→ **Document text**

▬▬▬▬▬▬

This blog comes with a very strong TRIGGER WARNING. It covers details of rape, PTSD and suicidal thoughts. It’s also longer than the typical blog, but I’m grateful for you taking the time to read it. Reading it may trouble you, especially if you know me. I’m still here, and I’m planning on staying here. This is an account of what happened, how it impacted me at its worst, and doesn’t represent all of me. I know that I’m feeling especially low at the moment, simply because it’s the 5 year anniversary. The nightmares have re-started. I’m feeling very jumpy and on edge. I know that after Wednesday, I’ll start getting better again. I know these things. But I wanted to write this. It’s my truth and I wanted to get it out of me. Getting it out of me seems to help, if only temporarily. But, please don’t worry. My friends, you are one of the main reasons why I’m still here, why I’ll stay here; thank you.
Wednesday, 10th April 2013 marks five years since it happened. It was a Thursday then.
I wasn’t entirely well before it happened. I had gotten divorced a few months before, well, left him a year before, after 10 years of marriage. I was suffering from depression, actually on anti-depressants, I’d seen a therapist and done some CBT to stop the cutting I had started in adult life, and I was using coke ‘recreationally’ – which was a bit more like habitually. I was drinking a lot and controlling my food. But, for the first time in years, I was skinny, and felt sexy. Whilst, looking back, I wasn’t well, at the time, despite the evident problems, I did feel invincible. I felt free, liberated, like my life could become anything I wanted it to be.
But, well, I wasn’t well. I have to remember that even before the rape, I wasn’t entirely well. The way I am now, it’s not entirely to do with that one night. It makes me worry that if I ever do recover from the PTSD my new psychiatrist says I have, and that she can possibly cure using the new EMDR approach, it makes me worry that I won’t be well, that there are bigger problems in my psyche. But I need to hope I can get better, because I cannot live another five years in this abyss. I simply won’t.

▬▬▬▬▬▬

→ **Excerpted data**
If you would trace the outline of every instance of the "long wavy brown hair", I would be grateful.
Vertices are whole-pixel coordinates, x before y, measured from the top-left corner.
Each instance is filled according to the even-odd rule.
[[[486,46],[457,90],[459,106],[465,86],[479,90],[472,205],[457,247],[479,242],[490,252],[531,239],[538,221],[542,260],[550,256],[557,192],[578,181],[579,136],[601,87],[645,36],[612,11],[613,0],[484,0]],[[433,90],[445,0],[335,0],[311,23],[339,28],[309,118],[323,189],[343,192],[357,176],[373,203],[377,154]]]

▬▬▬▬▬▬

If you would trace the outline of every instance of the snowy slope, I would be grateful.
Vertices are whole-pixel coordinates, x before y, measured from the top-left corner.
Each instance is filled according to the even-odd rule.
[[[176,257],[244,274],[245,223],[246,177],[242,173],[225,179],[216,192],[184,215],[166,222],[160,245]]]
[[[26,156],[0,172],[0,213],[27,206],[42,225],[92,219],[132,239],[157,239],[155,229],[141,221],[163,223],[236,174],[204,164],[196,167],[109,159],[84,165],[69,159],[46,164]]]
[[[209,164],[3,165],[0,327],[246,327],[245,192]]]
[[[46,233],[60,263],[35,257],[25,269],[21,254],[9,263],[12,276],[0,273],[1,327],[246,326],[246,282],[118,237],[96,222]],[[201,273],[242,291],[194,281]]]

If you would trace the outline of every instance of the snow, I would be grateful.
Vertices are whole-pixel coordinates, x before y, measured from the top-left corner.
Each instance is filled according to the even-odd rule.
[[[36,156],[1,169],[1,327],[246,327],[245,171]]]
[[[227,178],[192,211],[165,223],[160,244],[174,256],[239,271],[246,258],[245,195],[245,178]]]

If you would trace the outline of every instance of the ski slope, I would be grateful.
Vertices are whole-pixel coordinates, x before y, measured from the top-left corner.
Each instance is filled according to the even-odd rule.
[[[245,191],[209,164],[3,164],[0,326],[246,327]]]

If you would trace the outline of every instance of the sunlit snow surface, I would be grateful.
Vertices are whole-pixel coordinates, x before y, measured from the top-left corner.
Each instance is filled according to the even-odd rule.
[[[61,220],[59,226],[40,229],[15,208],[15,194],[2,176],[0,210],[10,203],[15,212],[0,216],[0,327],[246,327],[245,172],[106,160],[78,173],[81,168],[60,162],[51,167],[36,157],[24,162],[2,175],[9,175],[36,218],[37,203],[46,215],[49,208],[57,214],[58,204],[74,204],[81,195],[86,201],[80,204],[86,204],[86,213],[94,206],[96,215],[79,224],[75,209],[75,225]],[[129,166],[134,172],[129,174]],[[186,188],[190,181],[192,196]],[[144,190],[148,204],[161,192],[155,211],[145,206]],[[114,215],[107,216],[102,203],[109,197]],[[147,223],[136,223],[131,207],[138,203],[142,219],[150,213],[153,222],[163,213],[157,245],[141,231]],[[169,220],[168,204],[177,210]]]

▬▬▬▬▬▬

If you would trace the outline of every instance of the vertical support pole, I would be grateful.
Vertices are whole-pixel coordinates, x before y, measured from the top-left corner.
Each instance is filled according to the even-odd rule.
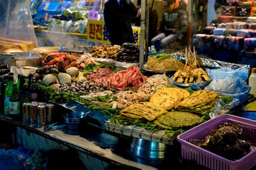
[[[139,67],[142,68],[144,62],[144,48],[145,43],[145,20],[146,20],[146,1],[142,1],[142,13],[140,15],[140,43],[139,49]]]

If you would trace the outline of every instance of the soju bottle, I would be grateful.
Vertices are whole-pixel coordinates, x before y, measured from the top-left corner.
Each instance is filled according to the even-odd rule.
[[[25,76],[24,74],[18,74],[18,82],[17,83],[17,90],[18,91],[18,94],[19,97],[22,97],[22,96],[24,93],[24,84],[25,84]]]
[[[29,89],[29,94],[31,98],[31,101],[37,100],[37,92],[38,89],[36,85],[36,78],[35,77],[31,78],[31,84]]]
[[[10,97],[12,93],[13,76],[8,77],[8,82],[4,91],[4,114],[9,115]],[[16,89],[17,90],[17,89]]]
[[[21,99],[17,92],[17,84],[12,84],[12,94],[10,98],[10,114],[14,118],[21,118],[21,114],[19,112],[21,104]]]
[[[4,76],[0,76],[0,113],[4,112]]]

▬▬▬▬▬▬

→ **Explore the material**
#1 In the blog post about living with PTSD, what treatment approach does the new psychiatrist think can possibly cure it?
#2 Continue the blog post about living with PTSD, starting right after its last sentence.

→ **Responses by task**
#1 The new EMDR approach.

#2
There is something about it being five years now, that seems harder to cope with than when it was four years, or three years, or two… I feel like after this length of time I should be over it, or used to it. The fact that it still dominates my life, it makes me feel so useless, so broken. Five years feels like a milestone that is also a millstone.
That night I did mostly everything wrong. I have no memory of what I was wearing, but knowing me, it probably showed my best asset, which is my cleavage. I probably wasn’t wearing heels, because I just hardly ever do, and if I was, they would only have been an inch or so, kitten heels. I was probably wearing jeans, but maybe it was a skirt. We met at a restaurant in Southwark, one I’d been to before and had suggested because I liked it. We’d spoken on the phone a couple of times, flirty, getting to know each other, he seemed nice. We had a drink first, I had a vodka based cocktail. We both smoked and chatted in the smoking area. We ordered. We ordered vodka for the table, it was the way the restaurant did it, being a Polish restaurant. I remember between the starter and the main course, at the smoking area, telling him that he seemed good company but I didn’t fancy him; we could be friends but that was all. I don’t remember much else until I was home. I’ve wondered if that’s when he decided to do it, because I’d rejected him. Or maybe, he was going to do it anyway.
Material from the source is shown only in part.